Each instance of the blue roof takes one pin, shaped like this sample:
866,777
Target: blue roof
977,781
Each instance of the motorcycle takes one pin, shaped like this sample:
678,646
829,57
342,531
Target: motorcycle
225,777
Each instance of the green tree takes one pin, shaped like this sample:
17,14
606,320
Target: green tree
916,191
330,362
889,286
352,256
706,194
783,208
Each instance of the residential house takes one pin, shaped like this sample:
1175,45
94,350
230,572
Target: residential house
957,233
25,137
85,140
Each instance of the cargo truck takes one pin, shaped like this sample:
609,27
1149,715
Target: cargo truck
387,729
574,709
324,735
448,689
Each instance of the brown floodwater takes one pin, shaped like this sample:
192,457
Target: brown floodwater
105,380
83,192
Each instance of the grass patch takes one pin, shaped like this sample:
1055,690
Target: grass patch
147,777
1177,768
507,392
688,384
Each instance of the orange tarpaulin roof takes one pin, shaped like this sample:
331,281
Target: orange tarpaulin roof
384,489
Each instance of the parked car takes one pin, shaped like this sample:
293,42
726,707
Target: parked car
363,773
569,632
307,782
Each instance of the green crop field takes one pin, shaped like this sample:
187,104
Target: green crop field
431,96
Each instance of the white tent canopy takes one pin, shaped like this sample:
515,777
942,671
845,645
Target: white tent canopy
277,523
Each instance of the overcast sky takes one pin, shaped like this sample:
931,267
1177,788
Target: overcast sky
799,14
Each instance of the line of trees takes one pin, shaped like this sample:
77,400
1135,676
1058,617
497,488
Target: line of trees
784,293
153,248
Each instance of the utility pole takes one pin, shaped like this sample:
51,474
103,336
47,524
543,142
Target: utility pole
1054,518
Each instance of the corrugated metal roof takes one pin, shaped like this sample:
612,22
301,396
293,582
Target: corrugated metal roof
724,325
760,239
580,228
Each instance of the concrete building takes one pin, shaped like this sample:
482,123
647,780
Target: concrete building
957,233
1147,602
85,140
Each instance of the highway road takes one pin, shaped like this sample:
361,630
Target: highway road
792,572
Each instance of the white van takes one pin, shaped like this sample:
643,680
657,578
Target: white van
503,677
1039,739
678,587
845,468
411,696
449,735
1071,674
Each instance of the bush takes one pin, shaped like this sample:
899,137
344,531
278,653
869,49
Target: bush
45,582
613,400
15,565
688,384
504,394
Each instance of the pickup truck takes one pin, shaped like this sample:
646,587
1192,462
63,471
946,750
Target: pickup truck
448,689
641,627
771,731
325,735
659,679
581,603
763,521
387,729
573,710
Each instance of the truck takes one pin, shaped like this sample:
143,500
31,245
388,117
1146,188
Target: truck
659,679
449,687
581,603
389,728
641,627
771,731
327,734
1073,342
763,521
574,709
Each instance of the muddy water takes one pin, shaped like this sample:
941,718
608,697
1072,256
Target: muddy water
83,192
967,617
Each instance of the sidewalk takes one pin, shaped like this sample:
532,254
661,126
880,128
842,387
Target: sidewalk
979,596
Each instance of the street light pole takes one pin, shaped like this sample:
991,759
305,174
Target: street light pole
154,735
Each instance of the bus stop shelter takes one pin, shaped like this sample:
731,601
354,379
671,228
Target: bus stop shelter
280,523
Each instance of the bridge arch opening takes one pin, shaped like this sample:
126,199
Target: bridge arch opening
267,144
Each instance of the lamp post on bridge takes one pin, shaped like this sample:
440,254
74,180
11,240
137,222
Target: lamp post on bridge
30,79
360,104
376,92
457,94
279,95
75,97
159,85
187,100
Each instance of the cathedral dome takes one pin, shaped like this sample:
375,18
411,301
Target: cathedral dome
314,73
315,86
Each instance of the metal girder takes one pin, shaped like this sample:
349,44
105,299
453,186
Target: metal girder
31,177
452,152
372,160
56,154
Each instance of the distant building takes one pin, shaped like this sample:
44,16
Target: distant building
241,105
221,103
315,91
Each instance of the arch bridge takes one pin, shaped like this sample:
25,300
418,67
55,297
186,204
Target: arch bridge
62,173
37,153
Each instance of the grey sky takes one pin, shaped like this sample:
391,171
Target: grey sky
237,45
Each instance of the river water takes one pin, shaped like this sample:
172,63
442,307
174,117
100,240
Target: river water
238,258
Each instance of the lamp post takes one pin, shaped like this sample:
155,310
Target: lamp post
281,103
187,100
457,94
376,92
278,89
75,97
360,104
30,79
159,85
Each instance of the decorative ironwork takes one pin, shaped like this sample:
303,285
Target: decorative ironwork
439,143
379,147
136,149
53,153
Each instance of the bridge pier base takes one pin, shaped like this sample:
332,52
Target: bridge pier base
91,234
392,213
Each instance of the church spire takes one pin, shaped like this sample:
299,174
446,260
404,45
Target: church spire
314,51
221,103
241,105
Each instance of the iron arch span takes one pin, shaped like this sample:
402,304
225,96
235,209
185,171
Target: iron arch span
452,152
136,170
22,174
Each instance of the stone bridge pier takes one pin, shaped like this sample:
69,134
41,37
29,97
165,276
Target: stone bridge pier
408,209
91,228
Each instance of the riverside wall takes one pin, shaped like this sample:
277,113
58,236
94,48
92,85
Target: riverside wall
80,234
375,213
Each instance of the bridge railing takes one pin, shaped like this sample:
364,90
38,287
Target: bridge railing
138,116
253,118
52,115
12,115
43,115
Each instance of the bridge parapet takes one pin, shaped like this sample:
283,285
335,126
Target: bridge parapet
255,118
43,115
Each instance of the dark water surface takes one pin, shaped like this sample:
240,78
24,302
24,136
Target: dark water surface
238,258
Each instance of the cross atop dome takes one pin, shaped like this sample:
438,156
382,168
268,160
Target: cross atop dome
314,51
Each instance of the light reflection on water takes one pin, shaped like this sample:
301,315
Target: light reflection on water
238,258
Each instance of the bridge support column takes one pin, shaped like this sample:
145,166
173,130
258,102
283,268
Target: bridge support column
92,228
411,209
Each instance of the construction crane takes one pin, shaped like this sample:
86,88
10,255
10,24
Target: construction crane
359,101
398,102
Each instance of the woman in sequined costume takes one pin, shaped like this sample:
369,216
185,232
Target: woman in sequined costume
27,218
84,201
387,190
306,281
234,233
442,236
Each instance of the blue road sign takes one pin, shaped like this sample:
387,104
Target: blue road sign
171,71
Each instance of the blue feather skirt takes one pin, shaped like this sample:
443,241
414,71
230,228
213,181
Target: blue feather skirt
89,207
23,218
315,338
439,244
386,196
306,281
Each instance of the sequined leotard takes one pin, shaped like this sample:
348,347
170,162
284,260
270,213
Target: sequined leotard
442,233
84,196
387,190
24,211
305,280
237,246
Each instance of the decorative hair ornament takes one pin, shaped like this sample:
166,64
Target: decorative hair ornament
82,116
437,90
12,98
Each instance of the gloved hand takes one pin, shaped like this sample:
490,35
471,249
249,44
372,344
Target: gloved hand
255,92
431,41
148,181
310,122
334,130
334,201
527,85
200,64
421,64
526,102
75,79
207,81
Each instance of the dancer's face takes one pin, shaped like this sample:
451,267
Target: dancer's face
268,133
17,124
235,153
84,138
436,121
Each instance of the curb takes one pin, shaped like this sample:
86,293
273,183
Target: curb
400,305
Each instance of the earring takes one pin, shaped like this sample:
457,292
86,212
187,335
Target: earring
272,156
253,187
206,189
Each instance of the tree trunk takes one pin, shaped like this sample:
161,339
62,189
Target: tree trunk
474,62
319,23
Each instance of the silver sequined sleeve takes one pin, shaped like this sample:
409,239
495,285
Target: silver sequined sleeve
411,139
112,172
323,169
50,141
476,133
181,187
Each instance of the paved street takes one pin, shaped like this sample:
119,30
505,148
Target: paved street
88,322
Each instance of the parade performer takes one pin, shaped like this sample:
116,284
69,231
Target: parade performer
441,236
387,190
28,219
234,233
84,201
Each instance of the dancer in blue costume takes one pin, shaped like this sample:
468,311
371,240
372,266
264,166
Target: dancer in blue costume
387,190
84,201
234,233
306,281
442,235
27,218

__The problem__
Reproduce nothing but the lines from the line containing "Each instance of the earring" to the last line of the data, each exactly as written.

__Exercise output__
Each instance of the earring takes one pin, shaped like this sample:
457,292
86,212
187,335
Target: earring
272,156
253,187
206,189
Each instance of the tree trunk takes one pin, shaped like this sample:
161,339
62,189
Target: tree trunk
474,62
319,23
Each instance of the silver sequined sleeve takes one pin, shaped like this sample:
409,239
495,285
Target: silver sequined sleeve
411,139
112,172
323,169
50,141
476,133
181,187
Each instance of the paved street takes one pin, shaped like this sample:
119,30
505,148
Target: paved street
88,322
Each instance of the parade performer takes one pin, shaped like this sample:
116,284
69,231
Target: parade performer
441,236
387,190
28,219
234,233
84,201
Each instance of the dancer in blue costume takes one pin, shaped like this sample:
468,311
371,240
372,266
264,166
Target: dancer in blue costume
387,190
84,201
234,233
306,281
442,235
27,218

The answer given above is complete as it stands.